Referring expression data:
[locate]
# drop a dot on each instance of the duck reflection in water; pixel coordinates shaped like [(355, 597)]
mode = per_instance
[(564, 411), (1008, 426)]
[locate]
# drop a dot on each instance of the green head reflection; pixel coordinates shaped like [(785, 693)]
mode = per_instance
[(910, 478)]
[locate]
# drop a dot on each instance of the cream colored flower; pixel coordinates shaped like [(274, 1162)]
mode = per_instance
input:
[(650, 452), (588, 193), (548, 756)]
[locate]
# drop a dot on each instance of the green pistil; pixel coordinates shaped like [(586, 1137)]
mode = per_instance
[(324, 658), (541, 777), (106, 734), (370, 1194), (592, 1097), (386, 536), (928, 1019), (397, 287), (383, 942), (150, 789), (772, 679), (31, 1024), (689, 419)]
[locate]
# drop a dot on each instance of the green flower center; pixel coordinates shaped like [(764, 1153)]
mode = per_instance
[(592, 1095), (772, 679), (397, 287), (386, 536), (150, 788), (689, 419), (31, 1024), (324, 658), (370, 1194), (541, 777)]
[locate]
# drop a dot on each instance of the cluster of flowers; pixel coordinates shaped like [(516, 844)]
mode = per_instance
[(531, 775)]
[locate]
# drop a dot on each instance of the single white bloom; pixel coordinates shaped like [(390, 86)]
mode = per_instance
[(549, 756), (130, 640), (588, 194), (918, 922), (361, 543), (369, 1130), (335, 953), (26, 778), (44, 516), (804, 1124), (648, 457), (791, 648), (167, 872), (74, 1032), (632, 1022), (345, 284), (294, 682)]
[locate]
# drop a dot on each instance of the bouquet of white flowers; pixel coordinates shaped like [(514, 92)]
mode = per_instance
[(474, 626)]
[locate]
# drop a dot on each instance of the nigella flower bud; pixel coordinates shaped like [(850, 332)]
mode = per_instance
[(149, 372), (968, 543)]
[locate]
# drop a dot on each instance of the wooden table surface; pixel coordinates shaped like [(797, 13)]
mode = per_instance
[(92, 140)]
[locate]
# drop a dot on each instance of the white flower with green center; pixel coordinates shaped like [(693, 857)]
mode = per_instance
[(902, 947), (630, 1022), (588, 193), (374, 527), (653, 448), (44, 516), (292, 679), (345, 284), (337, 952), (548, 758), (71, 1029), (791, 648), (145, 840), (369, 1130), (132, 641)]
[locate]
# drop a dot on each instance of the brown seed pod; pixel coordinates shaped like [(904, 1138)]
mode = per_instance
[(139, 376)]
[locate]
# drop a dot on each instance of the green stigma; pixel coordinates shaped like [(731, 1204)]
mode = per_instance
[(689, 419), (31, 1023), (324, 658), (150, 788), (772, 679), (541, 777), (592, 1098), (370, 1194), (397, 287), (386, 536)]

_TASK ITEM_
Please repeat word for word the lines above that run from the beginning through the line containing "# drop a dot on each instance of the nigella", keeping both the first and that last line.

_FINISHED EXERCISE_
[locate]
# drop a dot on each instance of the duck reflection in water; pixel coordinates shaped like [(355, 597)]
mode = per_instance
[(564, 411), (1008, 426)]
[locate]
# drop a dot on each instance of the green head reflection; pixel coordinates shaped like [(785, 693)]
mode = per_instance
[(910, 478)]
[locate]
# drop a dot on each instance of the cream colored flower; pixel coordinates shaped like [(274, 1162)]
mode = per_instance
input:
[(650, 452), (588, 193), (548, 756)]
[locate]
# drop a dot on each instance of the green pistil; pixel coordinates shaped like [(586, 1137)]
mode = per_instance
[(324, 658), (541, 777), (106, 734), (370, 1194), (592, 1097), (386, 536), (928, 1019), (397, 287), (383, 942), (150, 789), (772, 679), (31, 1024), (689, 419)]
[locate]
# drop a dot on each instance of the green flower center; pixel coordinates shaped like [(764, 1153)]
mode = per_instance
[(592, 1095), (772, 679), (397, 287), (386, 536), (150, 788), (689, 419), (31, 1024), (324, 658), (370, 1194), (541, 777)]
[locate]
# drop a dot on each instance of the cluster of flowers; pixel coordinates shaped like [(516, 844)]
mode = per_instance
[(531, 775)]
[locate]
# drop a dot on each instance of the single white bloom; pixel coordinates shaped like [(390, 86)]
mode = per_instance
[(549, 756), (130, 640), (588, 194), (918, 922), (361, 543), (369, 1130), (335, 953), (26, 778), (44, 516), (804, 1124), (648, 457), (791, 648), (167, 872), (74, 1032), (632, 1022), (345, 284), (294, 682)]
[locate]
# drop a dot on each instance of the bouquet of white flowers; pixel coordinates shaped like [(514, 92)]
mode = per_instance
[(474, 626)]
[locate]
# drop a dot on each instance of the nigella flower bud; pixel coordinates shaped like [(850, 332)]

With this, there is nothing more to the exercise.